Start Stored records

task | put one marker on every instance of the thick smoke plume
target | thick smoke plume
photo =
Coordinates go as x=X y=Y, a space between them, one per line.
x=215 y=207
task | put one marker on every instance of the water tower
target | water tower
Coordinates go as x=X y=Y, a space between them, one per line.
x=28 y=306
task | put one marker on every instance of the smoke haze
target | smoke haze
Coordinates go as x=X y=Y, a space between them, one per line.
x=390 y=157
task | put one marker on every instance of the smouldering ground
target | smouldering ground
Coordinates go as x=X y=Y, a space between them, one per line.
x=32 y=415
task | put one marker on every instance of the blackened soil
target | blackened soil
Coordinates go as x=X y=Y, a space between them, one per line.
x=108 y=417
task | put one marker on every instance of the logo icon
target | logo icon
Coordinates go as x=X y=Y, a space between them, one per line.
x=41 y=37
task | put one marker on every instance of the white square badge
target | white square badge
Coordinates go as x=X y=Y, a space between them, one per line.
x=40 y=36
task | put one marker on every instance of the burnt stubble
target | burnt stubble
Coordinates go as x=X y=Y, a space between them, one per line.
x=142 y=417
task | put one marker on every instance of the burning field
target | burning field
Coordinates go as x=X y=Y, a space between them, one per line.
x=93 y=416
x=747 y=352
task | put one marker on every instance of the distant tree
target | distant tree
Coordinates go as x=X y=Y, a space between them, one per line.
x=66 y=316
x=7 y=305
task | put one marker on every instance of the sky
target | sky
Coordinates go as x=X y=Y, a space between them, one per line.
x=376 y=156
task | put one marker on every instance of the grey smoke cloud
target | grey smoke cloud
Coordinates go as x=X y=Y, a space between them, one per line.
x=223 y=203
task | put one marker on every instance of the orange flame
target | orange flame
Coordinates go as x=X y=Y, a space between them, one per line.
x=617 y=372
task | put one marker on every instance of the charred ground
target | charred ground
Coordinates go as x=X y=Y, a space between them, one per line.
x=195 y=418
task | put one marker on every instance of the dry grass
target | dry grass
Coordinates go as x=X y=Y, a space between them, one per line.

End Stored records

What is being asked -> Rewrite the listing with every "put one marker on" changed to "place a single point on". Leave everything else as it is.

Result below ->
task | place a single point on every instance of the thick smoke plume
target | thick smoke plume
photo =
Coordinates go as x=X y=Y, a space between them, one per line.
x=215 y=207
task | place a single point on every instance of the water tower
target | water tower
Coordinates go as x=X y=Y, a space between them, one per line.
x=28 y=306
task | place a single point on every instance of the smoke haze
target | smoke haze
Coordinates go as x=X y=Y, a space between them, one per line.
x=390 y=157
task | place a single point on every instance of the smouldering ground
target | smouldering ground
Coordinates go as x=X y=Y, a space between them, one per line.
x=32 y=415
task | place a single point on every instance of the blackened soil
target | blackened soil
Coordinates go as x=X y=Y, a space between them, one per line.
x=108 y=417
task | place a single point on every instance of the logo icon
target | logo icon
Coordinates go as x=X y=Y, a space between them, one per line.
x=41 y=37
task | place a single point on every instance of the white square badge
target | white square badge
Coordinates go as x=X y=Y, a space between them, one per line.
x=40 y=36
task | place a single point on every instance of the burnt stubble
target | burnt stubble
Coordinates go as x=X y=Y, a space between them, one per line.
x=142 y=417
task | place a single point on every instance of the burning field
target | burning field
Coordinates go as x=X y=Y, a space between them, one per line.
x=93 y=416
x=747 y=352
task | place a single point on every instance of the distant tree
target | distant tree
Coordinates go as x=X y=Y, a space between them, one per line.
x=66 y=316
x=7 y=305
task | place a single point on every instance of the sky
target | sky
Coordinates go as x=X y=Y, a space between them, one per line.
x=376 y=156
task | place a single point on every instance of the grey smoke cloud
target | grey smoke cloud
Coordinates go as x=X y=Y, a space between them, one per line.
x=223 y=203
task | place a single point on every instance of the orange flame
target | orange flame
Coordinates go as x=X y=Y, a space between them, one per line.
x=617 y=372
task | place a single point on every instance of the charred ground
target | charred ground
Coordinates go as x=X y=Y, a space between them, one per line.
x=195 y=418
task | place a single point on every instance of the dry grass
target | dry grass
Coordinates go as x=X y=Y, a space between them, one per line.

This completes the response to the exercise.